Once you have read the data below, please repeat all of it exactly.

[Referring expression data]
----------
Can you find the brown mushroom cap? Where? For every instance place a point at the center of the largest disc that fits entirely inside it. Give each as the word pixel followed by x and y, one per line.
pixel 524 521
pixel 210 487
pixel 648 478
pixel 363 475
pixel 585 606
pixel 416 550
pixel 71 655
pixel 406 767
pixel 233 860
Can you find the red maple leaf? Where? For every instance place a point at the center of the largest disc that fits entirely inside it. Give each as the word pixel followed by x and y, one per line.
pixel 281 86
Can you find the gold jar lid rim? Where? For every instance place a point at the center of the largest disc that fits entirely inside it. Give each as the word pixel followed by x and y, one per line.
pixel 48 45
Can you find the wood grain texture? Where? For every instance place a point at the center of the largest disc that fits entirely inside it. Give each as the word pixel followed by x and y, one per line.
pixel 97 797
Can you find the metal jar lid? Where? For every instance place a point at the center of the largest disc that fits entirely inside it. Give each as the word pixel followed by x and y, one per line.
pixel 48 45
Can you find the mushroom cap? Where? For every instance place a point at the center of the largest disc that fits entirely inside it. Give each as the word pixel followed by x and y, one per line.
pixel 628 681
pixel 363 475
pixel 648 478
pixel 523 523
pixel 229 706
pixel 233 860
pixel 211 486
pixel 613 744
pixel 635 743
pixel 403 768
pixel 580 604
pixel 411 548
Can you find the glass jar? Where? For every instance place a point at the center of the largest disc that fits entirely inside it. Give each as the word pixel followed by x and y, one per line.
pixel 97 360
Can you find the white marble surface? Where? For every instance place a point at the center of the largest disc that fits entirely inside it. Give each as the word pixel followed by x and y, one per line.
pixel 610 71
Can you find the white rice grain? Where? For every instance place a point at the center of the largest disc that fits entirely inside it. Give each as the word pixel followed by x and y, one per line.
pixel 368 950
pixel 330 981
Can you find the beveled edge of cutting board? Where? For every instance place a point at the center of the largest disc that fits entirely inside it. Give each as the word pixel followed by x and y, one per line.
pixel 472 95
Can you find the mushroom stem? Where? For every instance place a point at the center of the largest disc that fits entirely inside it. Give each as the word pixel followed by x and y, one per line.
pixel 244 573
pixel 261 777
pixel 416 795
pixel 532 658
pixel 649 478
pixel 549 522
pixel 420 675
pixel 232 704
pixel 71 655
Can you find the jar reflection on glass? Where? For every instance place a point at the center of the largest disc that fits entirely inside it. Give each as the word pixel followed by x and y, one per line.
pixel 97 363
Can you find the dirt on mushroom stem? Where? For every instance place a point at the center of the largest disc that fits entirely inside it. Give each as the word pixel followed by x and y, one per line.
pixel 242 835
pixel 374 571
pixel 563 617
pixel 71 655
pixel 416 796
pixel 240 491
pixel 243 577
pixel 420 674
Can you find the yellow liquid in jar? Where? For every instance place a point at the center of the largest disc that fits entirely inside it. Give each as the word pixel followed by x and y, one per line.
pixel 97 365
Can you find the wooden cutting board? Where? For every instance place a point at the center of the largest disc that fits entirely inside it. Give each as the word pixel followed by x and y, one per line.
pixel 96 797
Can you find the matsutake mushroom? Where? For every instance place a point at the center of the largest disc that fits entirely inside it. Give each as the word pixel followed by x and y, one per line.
----------
● Response
Can you find the brown mushroom cap? Where? For every instance place a point at the center of the largest disc that fits entirely inside it. Give each as the word pixel followed by x and y, one per line.
pixel 524 521
pixel 210 487
pixel 648 478
pixel 363 475
pixel 585 606
pixel 416 550
pixel 71 655
pixel 406 767
pixel 233 860
Can you find the red maple leaf? Where? For every instance place a point at the center of the largest disc that fits entirely inside it. Give each as the word pixel followed by x and y, one per line.
pixel 281 86
Can you find the gold jar lid rim? Where? For every instance place a point at the center of the largest disc that fits entirely inside it. Give each as the word pixel followed by x and y, one per line.
pixel 48 45
Can you find the wood grain texture? Where? For every instance place a point at the center of the largest disc that fits entirely inside it. Give each as the word pixel followed by x and y, one per line.
pixel 97 797
Can you find the metal jar lid? Where? For every instance place a point at the center of the largest disc that fits entirely inside it. Give each as the word pixel followed by x and y, one per line.
pixel 48 45
Can you find the mushroom cap? Where? For every instance place a point at the center of the largest disc that fits entirely inside it. Give each as the word pixel followed by x and y, one per line.
pixel 628 681
pixel 363 475
pixel 648 478
pixel 523 523
pixel 229 706
pixel 233 860
pixel 211 486
pixel 613 744
pixel 635 743
pixel 403 768
pixel 580 604
pixel 411 548
Can you find the glass jar? Where? For every instance place a point at the center of the largest disc that fits entirely inside it. Give each as the word pixel followed by x and y, one per line.
pixel 97 360
Can you find the white marble surface? Where? For every instance place a point at the center of the largest disc that fits entirely inside it. Give each as the word pixel followed by x and y, one per line.
pixel 610 71
Can you find the white rice grain? Where? For every instance place a point at the center of the largest disc that fits entirely inside it. Give each as the word pixel followed by x and y, one per line.
pixel 368 950
pixel 330 981
Can you find the beveled edge of cutting board? Where? For every instance place a point at the center of the largest disc that fits entirely inside it. Give each as the word pixel followed by x and y, one per line.
pixel 472 95
Can you find the mushroom stem? Where? For every instance place a point at the center of the largest disc that fits entirely inside it. Give each as the word pixel followed by x and y, one per line.
pixel 244 573
pixel 261 777
pixel 416 795
pixel 532 658
pixel 649 478
pixel 549 522
pixel 420 675
pixel 232 704
pixel 71 655
Can you find the jar reflection on glass? Where? For every instance place a point at the center of the largest disc that fits entirely inside it. Give each as the word pixel followed by x and y, one per line.
pixel 97 363
Can you find the dirt on mushroom stem? Where? For every instance place a point at the center of the largest disc that fits entirely inside it. Give each as the word pixel followed by x and y, one per line.
pixel 242 835
pixel 374 571
pixel 563 617
pixel 71 655
pixel 416 796
pixel 240 491
pixel 243 577
pixel 420 674
Can you find the yellow liquid in jar? Where? For every instance place a point at the center of the largest disc that fits entirely inside it. Give each as the word pixel followed by x and y, one per line.
pixel 97 365
Can you find the wooden cutting board? Where? For every instance place a point at the center of the largest disc that fits entirely inside it. Give each as the word pixel followed by x and y, one per line.
pixel 96 797
Can you find the matsutake mushroom? Where? For every instance place a point at the center of the largest disc that fits entirely inside it. Give each as the word pixel followed by x and y, one per line.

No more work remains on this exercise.